==== Selectie

In mijn top tien van favoriete franchises zitten namen als The Legend of Zelda, Mario, Uncharted en Banjo-Kazooie. Zowel het origineel als Banjo-Tooie heb ik meerdere keren volledig uitgespeeld en het verdriet was dan ook groot toen bleek dat Nuts & Bolts deze oude glorie minder wist te evenaren. En toen was daar ineens ontwikkelaar Playtonic Games.
Wie kan er immers beter een spirituele sequel maken van een geliefde serie als de mensen die eraan hebben meegewerkt? En dus bundelden ontwikkelaars achter Banjo-Kazooie en Donkey Kong Country hun krachten om een nieuwe platform adventure te maken. Blijkbaar was ik niet de enige die nostalgisch terugdacht aan het verleden aangezien hun Kickstarter doel binnen veertig minuten werd behaald. Uiteindelijk stond er zelfs meer dan twee miljoen Pond op de teller en werd uitgever Team17 aangetrokken om een nog bredere doelgroep te bereiken.
De eerste uren van Yooka-Laylee zijn a trip down memory lane, zoals de Engelsen het mooi zeggen. Een humoristisch duo, bestaande uit een hagedis en een vleermuis, weten prima dienst te doen als vervangers voor de welbekende beer en vogel, het gebrabbel tijdens de gesprekken lijkt eveneens weg gestapt uit het bronmateriaal en de kleurrijke werelden vol met te verzamelen items doen me bijna een traantje wegpinken. Toch beginnen na deze eerste uren ook scheurtjes te ontstaan die soms zelfs over gaan tot irritatie. Alsof de ontwikkelaar niet alleen de sterke, maar ook de zwaktepunten mee heeft willen nemen naar het heden.

Alvorens we hier verder op in gaan starten we bij het begin. Yooka de hagedis en Laylee de vleermuis hebben een lui leventje die ruw wordt verstoord door een bij. Capital B. en zijn onderdaan Dr. Quack – een eend wiens lichaam bestaat uit een kauwgomballenapparaat met een glazen koepel – willen met behulp van de Noveliser 64 alle boeken uit de wereld absorberen om een monopoliepositie te vergaren in de boekindustrie. Ook een magisch boek van Yooka en Laylee ontkomt hier niet aan, toch weten meer dan honderd pagina's te ontkomen en zich te verspreiden over meerdere werelden. Het doel moge duidelijk zijn; het vrolijke duo moet in actie komen om de pagina's terug te vinden.

========
==== Fragment uit dataset

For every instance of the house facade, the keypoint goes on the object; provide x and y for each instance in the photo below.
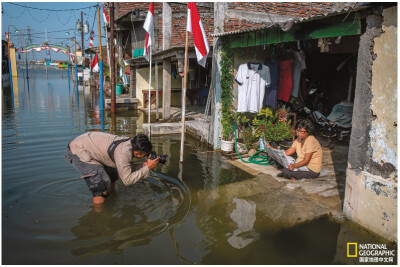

========

Te ondernemen stappen ->
(A) Beantwoord aan de hand van de tekst over Yooka-Laylee de volgende vragen:
(i) Binnen hoeveel tijd werd het Kickstarter-doel behaald?
(ii) Welke uitgever werd aangetrokken om een bredere doelgroep te bereiken?
(iii) Met welk apparaat willen Capital B. en Dr. Quack alle boeken uit de wereld absorberen?
(B) Geef uit de tekst over Yooka-Laylee letterlijk het stuk terug dat begint bij de woorden "In mijn top" en eindigt na de woorden "ontwikkelaar Playtonic Games.".
(C) Noem alle franchises die in de tekst over Yooka-Laylee tot de top tien van favoriete franchises worden gerekend.
De gegevens zijn afkomstig uit een andere bron dan de tekst over Yooka-Laylee.

De antwoorden ->
(A)
(i) Binnen veertig minuten.
(ii) Team17.
(iii) Met de Noveliser 64.

(B)
In mijn top tien van favoriete franchises zitten namen als The Legend of Zelda, Mario, Uncharted en Banjo-Kazooie. Zowel het origineel als Banjo-Tooie heb ik meerdere keren volledig uitgespeeld en het verdriet was dan ook groot toen bleek dat Nuts & Bolts deze oude glorie minder wist te evenaren. En toen was daar ineens ontwikkelaar Playtonic Games.

(C) The Legend of Zelda, Mario, Uncharted, Banjo-Kazooie